## Passage

The Sixth Circuit also indicated that when 3582 was amended in 2018 [as part of the FIRST STEP Act], congress made no reference to non-retroactive precedent. “Congress’ silence in § 3582(c) means it did not grant district courts the discretion to unilaterally alter the non-retroactivity of criminal procedure precedent.”
Moreover, the Sixth Circuit indicated that this was an impermissible end-around of habeas provisions of 2255:
“[Hunter’s] position is that compassionate release is available whenever ‘there is not a specific statute that already affords relief,’ so long as the judge uses the magic words ‘extraordinary and compelling.’ … But that is not stated in § 3582(c)(1)(A). Moreover, Hunter misapplies the well-established canon of statutory interpretation that ‘the specific governs the general.’..Here, there is a more specific statute that takes priority. The federal habeas statute grants ‘the right to be released upon the ground that the sentence was imposed in violation of the Constitution or laws of the United States.’ 28 U.S.C. § 2255(a). If a claim ‘demands immediate release or a shorter period of detention, it attacks ‘the very duration of . . . physical confinement,’ and thus lies at ‘the core of habeas corpus… There is no “clear intention” that Congress intended to allow prisoners to avoid the specific habeas restrictions by resorting to compassionate release… Therefore, we will not read 3582(c)(1)(A)’s “general permission” in a way that would “swallow” the more “specific prohibition or permission” for habeas relief.”
As a result of all of this the court determined that the district court abused their discretion when relying on Booker as a part of the extraordinary and compelling analysis.
Hunter’s Age and Codefendant’s sentences
The court determined that the district court’s decision rests on three other factors, but two of those factors, Hunter’s age and his codefendant’s sentences, were deemed impermissible factual considerations because those facts existed at sentencing.

## Data shown
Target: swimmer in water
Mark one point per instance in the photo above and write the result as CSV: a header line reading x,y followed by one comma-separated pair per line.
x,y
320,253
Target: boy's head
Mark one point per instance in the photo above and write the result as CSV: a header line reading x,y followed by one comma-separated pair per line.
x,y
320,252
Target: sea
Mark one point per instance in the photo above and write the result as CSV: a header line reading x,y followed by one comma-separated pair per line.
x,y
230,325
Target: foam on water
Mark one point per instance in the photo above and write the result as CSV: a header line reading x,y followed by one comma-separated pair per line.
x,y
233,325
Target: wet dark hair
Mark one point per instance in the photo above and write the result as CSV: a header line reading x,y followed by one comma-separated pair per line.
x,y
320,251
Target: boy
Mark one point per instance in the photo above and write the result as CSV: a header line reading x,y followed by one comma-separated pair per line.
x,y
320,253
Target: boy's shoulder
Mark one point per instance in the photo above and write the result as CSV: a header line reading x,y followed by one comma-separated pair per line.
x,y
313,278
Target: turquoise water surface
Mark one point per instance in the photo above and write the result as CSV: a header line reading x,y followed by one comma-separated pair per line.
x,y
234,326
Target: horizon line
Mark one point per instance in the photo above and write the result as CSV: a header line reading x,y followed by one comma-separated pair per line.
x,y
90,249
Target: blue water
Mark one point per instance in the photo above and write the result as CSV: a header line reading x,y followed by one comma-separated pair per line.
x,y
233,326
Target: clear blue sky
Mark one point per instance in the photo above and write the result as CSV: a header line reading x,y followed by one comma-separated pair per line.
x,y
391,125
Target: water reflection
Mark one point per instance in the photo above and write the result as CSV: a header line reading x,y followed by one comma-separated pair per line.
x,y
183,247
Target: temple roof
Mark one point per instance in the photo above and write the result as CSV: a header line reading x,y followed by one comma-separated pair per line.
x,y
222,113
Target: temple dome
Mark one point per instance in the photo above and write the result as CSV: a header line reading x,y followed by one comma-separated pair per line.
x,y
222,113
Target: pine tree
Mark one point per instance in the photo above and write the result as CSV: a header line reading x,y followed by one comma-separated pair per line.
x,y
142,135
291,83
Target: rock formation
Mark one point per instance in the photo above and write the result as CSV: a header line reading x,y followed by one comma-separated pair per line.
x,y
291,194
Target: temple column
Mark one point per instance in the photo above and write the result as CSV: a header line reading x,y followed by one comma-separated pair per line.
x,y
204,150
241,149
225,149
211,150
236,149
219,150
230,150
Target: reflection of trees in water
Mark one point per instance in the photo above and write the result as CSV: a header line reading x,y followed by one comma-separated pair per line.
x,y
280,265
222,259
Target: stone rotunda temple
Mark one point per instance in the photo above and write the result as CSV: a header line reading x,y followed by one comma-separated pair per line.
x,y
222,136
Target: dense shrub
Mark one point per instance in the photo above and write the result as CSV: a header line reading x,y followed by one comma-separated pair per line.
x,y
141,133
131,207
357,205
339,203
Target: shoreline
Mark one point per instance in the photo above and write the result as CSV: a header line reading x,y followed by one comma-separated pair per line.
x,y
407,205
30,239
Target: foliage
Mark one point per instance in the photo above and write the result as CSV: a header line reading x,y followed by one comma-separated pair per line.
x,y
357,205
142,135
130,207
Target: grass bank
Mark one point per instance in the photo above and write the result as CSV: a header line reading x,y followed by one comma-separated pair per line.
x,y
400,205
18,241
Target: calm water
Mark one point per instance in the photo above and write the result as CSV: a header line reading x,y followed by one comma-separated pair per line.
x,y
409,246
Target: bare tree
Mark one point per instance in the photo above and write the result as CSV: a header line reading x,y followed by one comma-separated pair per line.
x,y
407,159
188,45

## Study questions
1. In the passage on the Sixth Circuit ruling, condense the paragraph beginning "The Sixth Circuit also indicated that when 3582 was amended" into two shorter sentences, keeping its main facts.
2. Extend the passage on the Sixth Circuit ruling by writing what comes next after its final sentence.

## Solved problems
1. The Sixth Circuit noted that when Congress amended § 3582 in 2018 as part of the FIRST STEP Act, it said nothing about non-retroactive precedent. The court read that silence as giving district courts no discretion to unilaterally alter the non-retroactivity of criminal procedure precedent.

2.
“Section 3582(c)(1)(A) precludes a court from simply taking facts that existed at sentencing and repackaging them as ‘extraordinary and compelling.’ The problem with such an approach is that it renders the general rule of finality and the extraordinary-and-compelling-reasons requirement ‘superfluous, void or insignificant.’” This went to show ‘that identifying ‘extraordinary and compelling reasons’ is a task that focuses on post-sentencing factual developments. A court must first find that the facts of the defendant’s personal circumstances changed after sentencing in a way that is ‘extraordinary and compelling,’ before a court is permitted to weigh (or revisit) the § 3553(a) factors.”
Also, this paragraph is in there, which is not great:
“But there will always be a new academic article a defendant can marshal to recharacterize their background and the facts of the offense, and there is no limit on the number of successive motions a defendant can file under § 3582(c)(1)(A). That novel approach offers no principled limit on when a court may find an extraordinary and compelling reason to reduce an already-final sentence.”
Without Hunter’s age and codefendant’s sentences being appropriate grounds for extraordinary and compelling circumstances, the only thing that remained was his rehabilitation, which as we know, is not enough under 994(t).
The Sixth Circuit Reversed the decision of the district court.